#### TEXTO CITADO

Com a proximidade do dia 8 de março – Dia Internacional da Mulher -, data que remete à luta feminina por melhores condições de vida, o Centro de Referências em Educação Integral convidou uma das colaboradoras da Sempreviva Organização Feminista (SOF), Maria Lucia da Silveira, a falar sobre o papel da escola e da educação na formação de uma sociedade mais justa e equânime.

Centro de Referências em Educação Integral:  De maneira geral, qual o papel da educação na garantia dos direitos das mulheres? E qual o cenário do Brasil hoje nesse aspecto?

########
#### ENTRADAS EXTRAÍDAS

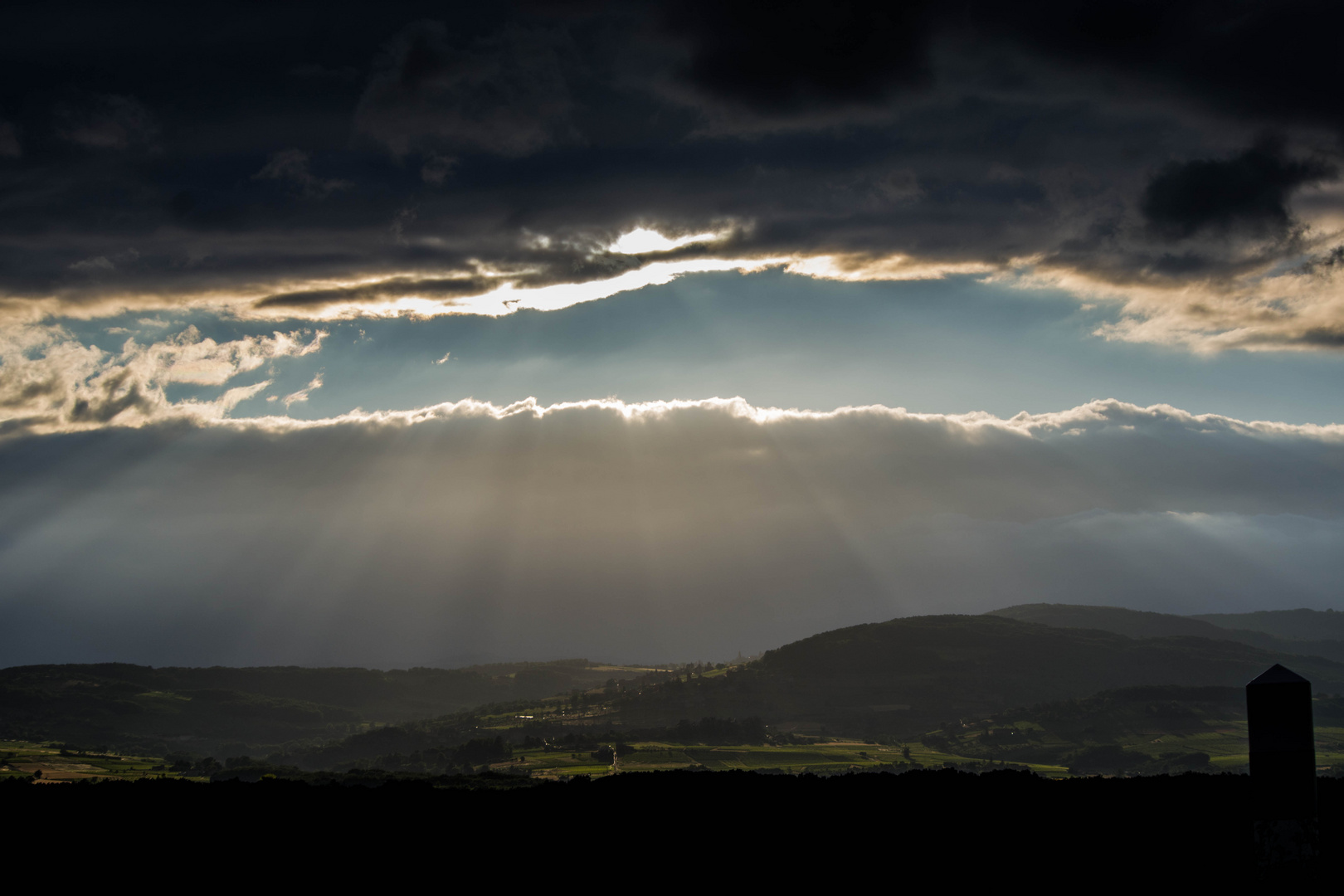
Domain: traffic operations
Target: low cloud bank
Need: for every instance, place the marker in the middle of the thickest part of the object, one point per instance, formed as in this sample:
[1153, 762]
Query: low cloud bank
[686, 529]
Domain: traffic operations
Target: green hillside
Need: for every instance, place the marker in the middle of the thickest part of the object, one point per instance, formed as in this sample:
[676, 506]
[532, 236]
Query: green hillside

########

» **LISTA DE TAREFAS**:
**a)** As afirmações abaixo concordam com o texto sobre educação e direitos das mulheres? Para cada uma, responda sim ou não e cite as palavras exatas do texto que decidem a questão. (i) Maria Lucia da Silveira colabora com a Sempreviva Organização Feminista. (ii) O convite para a entrevista partiu da Sempreviva Organização Feminista. (iii) O Dia Internacional da Mulher cai em 8 de março.
**b)** Dê continuidade à entrevista sobre educação e direitos das mulheres a partir da última pergunta apresentada.
As entradas não têm relação nenhuma com o que se pede aqui.

» **RESPOSTAS EM ORDEM**:
**a)**
(i) Sim: "uma das colaboradoras da Sempreviva Organização Feminista (SOF), Maria Lucia da Silveira".
(ii) Não: "o Centro de Referências em Educação Integral convidou".
(iii) Sim: "dia 8 de março – Dia Internacional da Mulher".

**b)**
Maria Lucia da Silveira: A educação é fundamental para que se possa discutir todas as questões que hoje estão na pauta do movimento de mulheres. Se queremos enfrentar questões como desigualdade de gêneros, violência, precisamos dar esse peso para a educação pra que ela se constitua para a igualdade, para o não sexismo. Isso é um processo que deve ser construído com base em discussões sobre formação de professores, produção de materiais didáticos, currículo, e as próprias práticas para além do contexto escolar, com um repensar de valores e atitudes desde o início da formação integral dos sujeitos.

CR: Trazendo para o âmbito escolar, a escola lida com a formação de indivíduos que pertencem a uma sociedade na qual persistem as desigualdades de gêneros, econômicas, a cultura patriarcal. Assim, qual o papel dessa instituição nessa discussão?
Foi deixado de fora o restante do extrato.